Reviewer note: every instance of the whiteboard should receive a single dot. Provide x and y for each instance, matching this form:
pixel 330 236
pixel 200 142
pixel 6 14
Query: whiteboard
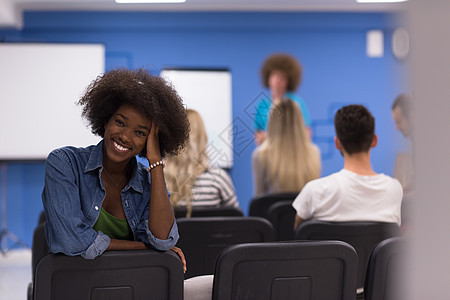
pixel 39 86
pixel 209 93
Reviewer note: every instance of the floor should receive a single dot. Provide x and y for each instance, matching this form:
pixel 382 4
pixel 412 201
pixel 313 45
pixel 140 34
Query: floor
pixel 15 274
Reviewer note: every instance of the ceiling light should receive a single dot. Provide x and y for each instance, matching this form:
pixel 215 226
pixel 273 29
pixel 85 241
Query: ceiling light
pixel 150 1
pixel 380 1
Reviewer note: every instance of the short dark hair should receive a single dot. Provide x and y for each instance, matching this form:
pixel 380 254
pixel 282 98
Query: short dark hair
pixel 149 94
pixel 355 128
pixel 404 102
pixel 285 63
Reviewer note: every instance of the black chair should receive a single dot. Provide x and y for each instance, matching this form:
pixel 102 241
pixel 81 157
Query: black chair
pixel 385 271
pixel 225 211
pixel 259 205
pixel 281 215
pixel 308 270
pixel 202 239
pixel 42 217
pixel 125 275
pixel 363 236
pixel 39 249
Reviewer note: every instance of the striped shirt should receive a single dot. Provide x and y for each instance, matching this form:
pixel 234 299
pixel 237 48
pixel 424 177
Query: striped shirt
pixel 213 188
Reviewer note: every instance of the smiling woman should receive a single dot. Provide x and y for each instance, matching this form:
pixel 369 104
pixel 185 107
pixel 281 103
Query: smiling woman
pixel 100 198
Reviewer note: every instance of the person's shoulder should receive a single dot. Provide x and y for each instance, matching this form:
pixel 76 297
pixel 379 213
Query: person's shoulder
pixel 216 171
pixel 256 152
pixel 391 180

══════

### EXERCISE
Reproduce the lines above with "Reviewer note" swapped for "Annotator note" everywhere it occurs, changing nothing else and leaving out the pictures.

### TASK RESPONSE
Annotator note: every instance of the whiteboard should receive a single dot. Provide x and y for each instance, matching this form:
pixel 330 236
pixel 200 142
pixel 6 14
Query: whiteboard
pixel 39 86
pixel 209 93
Annotator note: every instance of the floor should receive a single dot. Provide x and y for each instance, matching this form:
pixel 382 4
pixel 412 201
pixel 313 45
pixel 140 34
Query: floor
pixel 15 274
Annotator note: every instance of the ceiling light should receive a single dot. Provide x and y for each instance, matching this form:
pixel 215 226
pixel 273 29
pixel 85 241
Query: ceiling light
pixel 150 1
pixel 380 1
Annotator note: every instance of the short dark hair should receive a single dot. Provide x and y for each instance, matching this form:
pixel 380 254
pixel 282 98
Query: short dark hair
pixel 149 94
pixel 355 128
pixel 404 102
pixel 285 63
Annotator note: every instance of the black chair should receive a single dot. Provide x and y for each instance, matching this form:
pixel 102 241
pixel 81 157
Query: black chair
pixel 385 271
pixel 225 211
pixel 259 205
pixel 281 215
pixel 308 270
pixel 202 239
pixel 42 217
pixel 125 275
pixel 363 236
pixel 39 249
Annotator note: every instance of the striped shirt should receive a single dot. Provide x and y for each instance, matching this form:
pixel 234 299
pixel 237 48
pixel 424 177
Query: striped shirt
pixel 213 188
Annotator note: every instance of the smiling woman should receive a single dot. Provide x and y for each instance, matching this form:
pixel 369 104
pixel 185 107
pixel 281 103
Query: smiling woman
pixel 100 198
Annotator note: every instance of the person's shoulder should receive a single dot. Provide x and y for each instance, matching this form:
pixel 76 297
pixel 379 213
Query: person's shoulder
pixel 216 171
pixel 256 152
pixel 391 180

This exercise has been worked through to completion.